Repeat the lines below exactly, starting with the line containing "the white ceiling" and continuing through the end of the items, both included.
** start of RECORD EXCERPTS **
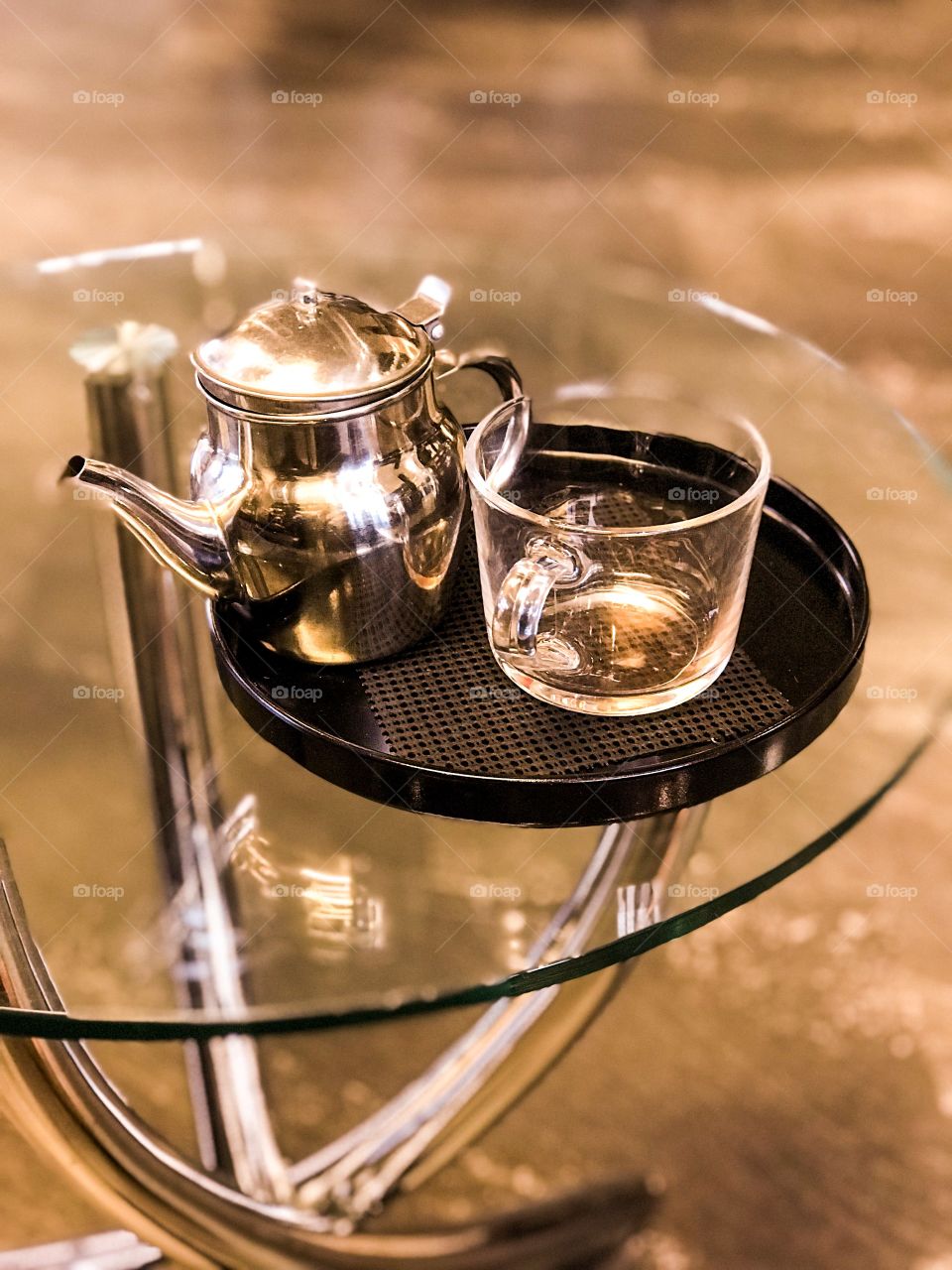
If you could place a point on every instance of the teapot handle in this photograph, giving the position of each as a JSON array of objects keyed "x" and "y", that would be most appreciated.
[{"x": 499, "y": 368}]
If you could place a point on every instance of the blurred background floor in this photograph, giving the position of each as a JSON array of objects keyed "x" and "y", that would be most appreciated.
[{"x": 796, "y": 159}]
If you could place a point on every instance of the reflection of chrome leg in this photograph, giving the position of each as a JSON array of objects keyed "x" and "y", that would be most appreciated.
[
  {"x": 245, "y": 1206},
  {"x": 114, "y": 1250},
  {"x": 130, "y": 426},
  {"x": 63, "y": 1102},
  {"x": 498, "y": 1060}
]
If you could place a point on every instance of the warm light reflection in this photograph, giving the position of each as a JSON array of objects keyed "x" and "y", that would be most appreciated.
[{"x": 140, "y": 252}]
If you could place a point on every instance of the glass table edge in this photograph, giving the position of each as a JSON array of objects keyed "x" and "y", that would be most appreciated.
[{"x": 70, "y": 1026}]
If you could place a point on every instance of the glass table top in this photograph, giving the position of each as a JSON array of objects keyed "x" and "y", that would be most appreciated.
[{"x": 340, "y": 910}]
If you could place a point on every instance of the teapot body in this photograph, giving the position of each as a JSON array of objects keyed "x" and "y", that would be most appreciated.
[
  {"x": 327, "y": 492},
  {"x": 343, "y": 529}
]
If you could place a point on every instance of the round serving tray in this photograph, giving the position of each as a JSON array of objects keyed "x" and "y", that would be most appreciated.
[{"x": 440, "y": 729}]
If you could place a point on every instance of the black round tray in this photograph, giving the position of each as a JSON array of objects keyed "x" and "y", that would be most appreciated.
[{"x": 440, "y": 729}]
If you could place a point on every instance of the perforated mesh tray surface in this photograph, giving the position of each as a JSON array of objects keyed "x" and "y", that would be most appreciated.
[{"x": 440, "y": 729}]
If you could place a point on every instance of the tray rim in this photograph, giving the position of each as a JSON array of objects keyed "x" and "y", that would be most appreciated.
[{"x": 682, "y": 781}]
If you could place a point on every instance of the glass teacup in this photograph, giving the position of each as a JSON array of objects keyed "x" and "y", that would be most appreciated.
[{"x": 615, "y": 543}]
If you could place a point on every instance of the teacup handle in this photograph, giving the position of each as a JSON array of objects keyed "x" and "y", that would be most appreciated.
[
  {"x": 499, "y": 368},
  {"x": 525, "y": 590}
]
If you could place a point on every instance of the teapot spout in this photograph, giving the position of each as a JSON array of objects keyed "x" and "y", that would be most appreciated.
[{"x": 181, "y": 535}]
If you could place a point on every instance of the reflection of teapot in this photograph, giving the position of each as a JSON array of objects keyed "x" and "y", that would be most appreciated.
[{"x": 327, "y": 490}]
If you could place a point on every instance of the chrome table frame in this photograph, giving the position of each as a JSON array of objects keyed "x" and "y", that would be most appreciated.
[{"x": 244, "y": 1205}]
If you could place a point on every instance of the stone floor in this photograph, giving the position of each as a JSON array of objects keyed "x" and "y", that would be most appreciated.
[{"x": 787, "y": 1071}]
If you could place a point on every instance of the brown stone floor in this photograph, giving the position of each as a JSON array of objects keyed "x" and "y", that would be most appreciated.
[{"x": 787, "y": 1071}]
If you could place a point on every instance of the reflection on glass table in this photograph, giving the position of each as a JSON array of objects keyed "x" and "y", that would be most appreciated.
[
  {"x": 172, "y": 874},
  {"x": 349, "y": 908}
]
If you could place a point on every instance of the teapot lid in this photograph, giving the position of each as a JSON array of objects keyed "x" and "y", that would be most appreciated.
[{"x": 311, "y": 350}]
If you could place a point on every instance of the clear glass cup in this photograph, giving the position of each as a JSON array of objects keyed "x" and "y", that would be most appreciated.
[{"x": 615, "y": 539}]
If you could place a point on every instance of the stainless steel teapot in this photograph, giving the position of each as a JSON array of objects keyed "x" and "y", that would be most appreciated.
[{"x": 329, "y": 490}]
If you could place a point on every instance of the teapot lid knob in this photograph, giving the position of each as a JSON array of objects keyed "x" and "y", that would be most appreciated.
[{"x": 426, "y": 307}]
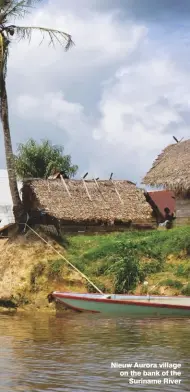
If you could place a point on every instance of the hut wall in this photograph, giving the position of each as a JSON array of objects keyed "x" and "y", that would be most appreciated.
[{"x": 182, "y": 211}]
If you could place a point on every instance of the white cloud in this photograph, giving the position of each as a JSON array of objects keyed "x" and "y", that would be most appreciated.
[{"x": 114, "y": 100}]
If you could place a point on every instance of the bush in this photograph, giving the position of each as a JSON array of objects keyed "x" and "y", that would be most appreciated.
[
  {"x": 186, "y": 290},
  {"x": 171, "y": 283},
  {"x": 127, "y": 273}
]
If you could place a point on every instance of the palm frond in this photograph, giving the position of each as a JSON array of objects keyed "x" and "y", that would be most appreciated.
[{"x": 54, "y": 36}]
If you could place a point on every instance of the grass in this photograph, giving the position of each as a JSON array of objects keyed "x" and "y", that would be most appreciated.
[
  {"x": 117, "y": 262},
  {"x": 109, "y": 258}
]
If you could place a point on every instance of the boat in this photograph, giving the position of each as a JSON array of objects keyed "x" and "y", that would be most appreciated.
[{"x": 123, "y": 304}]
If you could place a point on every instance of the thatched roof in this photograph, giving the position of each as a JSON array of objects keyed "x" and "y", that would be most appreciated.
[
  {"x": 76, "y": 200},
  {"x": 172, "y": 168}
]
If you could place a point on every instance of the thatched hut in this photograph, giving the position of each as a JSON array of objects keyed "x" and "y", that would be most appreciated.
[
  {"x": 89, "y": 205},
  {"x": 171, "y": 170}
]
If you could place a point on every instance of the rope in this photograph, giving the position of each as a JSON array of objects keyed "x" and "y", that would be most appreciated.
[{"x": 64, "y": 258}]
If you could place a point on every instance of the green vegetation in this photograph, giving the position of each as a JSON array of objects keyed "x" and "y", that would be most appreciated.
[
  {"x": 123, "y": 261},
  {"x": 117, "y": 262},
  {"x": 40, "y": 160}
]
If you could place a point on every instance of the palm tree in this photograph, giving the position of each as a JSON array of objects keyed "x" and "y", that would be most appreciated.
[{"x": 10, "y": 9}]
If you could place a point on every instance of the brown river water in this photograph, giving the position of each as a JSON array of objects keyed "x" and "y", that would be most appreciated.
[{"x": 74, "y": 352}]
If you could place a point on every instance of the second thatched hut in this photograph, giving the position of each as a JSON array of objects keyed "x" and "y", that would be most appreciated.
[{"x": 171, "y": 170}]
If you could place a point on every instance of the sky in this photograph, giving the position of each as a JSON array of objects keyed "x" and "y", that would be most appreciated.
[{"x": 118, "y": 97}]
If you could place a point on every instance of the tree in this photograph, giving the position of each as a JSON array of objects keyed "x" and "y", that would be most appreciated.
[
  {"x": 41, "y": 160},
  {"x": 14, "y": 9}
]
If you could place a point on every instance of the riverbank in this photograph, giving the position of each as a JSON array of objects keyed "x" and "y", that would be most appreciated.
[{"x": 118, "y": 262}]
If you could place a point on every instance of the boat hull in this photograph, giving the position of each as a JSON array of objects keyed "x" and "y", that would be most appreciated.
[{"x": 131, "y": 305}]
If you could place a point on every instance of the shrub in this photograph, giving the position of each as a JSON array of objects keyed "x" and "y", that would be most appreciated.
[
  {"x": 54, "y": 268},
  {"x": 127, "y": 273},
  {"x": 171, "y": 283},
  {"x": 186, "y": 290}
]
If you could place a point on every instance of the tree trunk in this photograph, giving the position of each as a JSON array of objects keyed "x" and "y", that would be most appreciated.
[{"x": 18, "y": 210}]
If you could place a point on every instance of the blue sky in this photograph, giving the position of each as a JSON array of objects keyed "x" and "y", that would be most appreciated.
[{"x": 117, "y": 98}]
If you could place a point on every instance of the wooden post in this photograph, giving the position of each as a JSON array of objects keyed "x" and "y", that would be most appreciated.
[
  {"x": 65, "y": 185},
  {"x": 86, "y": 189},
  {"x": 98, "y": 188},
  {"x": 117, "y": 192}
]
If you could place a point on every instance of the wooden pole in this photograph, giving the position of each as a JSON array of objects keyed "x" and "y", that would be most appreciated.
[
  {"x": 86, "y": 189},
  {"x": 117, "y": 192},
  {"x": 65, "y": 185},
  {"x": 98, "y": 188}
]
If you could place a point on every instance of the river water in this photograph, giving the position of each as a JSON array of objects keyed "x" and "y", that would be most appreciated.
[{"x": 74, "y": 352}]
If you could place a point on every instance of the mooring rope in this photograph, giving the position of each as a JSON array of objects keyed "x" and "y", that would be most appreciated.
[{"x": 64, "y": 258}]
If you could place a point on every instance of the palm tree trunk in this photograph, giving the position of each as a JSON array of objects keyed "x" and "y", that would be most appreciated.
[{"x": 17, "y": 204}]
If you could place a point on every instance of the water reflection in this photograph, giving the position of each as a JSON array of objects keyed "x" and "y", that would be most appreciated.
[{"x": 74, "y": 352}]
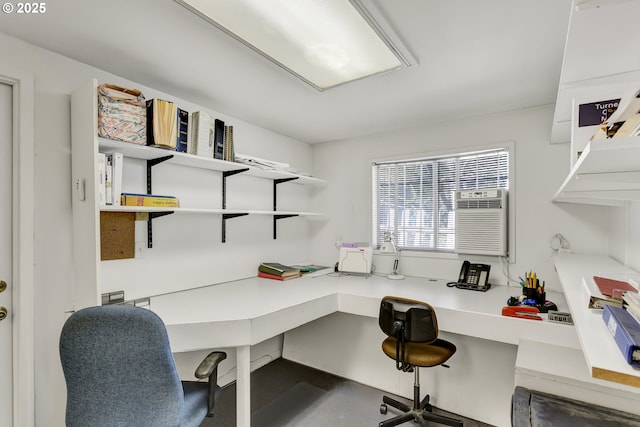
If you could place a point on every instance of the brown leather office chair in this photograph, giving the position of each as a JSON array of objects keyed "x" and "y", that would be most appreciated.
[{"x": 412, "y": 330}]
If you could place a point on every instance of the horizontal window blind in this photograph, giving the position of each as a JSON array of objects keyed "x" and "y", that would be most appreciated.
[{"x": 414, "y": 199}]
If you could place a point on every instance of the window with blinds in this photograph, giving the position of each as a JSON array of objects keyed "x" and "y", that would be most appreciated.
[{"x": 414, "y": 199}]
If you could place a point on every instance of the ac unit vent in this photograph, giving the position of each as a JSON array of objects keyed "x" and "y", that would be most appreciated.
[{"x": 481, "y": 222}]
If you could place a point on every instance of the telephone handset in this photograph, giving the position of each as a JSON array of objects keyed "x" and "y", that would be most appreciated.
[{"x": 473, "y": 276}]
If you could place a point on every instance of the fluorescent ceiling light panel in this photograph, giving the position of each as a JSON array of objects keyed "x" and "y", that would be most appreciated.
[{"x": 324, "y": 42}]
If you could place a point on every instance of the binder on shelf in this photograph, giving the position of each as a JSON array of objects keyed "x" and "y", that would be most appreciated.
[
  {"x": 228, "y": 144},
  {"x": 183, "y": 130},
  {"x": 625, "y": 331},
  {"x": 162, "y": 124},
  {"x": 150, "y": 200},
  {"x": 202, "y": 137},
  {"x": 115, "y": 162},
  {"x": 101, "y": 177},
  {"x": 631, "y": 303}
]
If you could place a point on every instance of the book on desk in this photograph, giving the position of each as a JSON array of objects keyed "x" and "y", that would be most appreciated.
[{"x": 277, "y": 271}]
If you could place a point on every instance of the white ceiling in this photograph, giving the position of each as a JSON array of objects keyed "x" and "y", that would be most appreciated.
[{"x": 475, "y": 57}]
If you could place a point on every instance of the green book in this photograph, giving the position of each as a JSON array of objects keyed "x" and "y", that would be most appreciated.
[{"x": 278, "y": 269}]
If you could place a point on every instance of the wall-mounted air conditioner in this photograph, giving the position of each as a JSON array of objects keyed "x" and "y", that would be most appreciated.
** end of RECORD EXCERPTS **
ANSWER TO THE PROBLEM:
If you could place a point on every instance of the white ceiling in this photograph, giving the position of each as a JSON array of objects keyed "x" and "y", that would be most appreciated.
[{"x": 475, "y": 57}]
If you could place a point on every instance of the green book in this photograph, giving the position of each as a JSON array of objects keyed "x" and "y", that would be most appreciated.
[{"x": 278, "y": 269}]
If you could place a point on every instance of the wall-mounted air conditioner in this photograph, giving the position of each as a JSON array of objects keyed "x" and "y", that would be most appreciated.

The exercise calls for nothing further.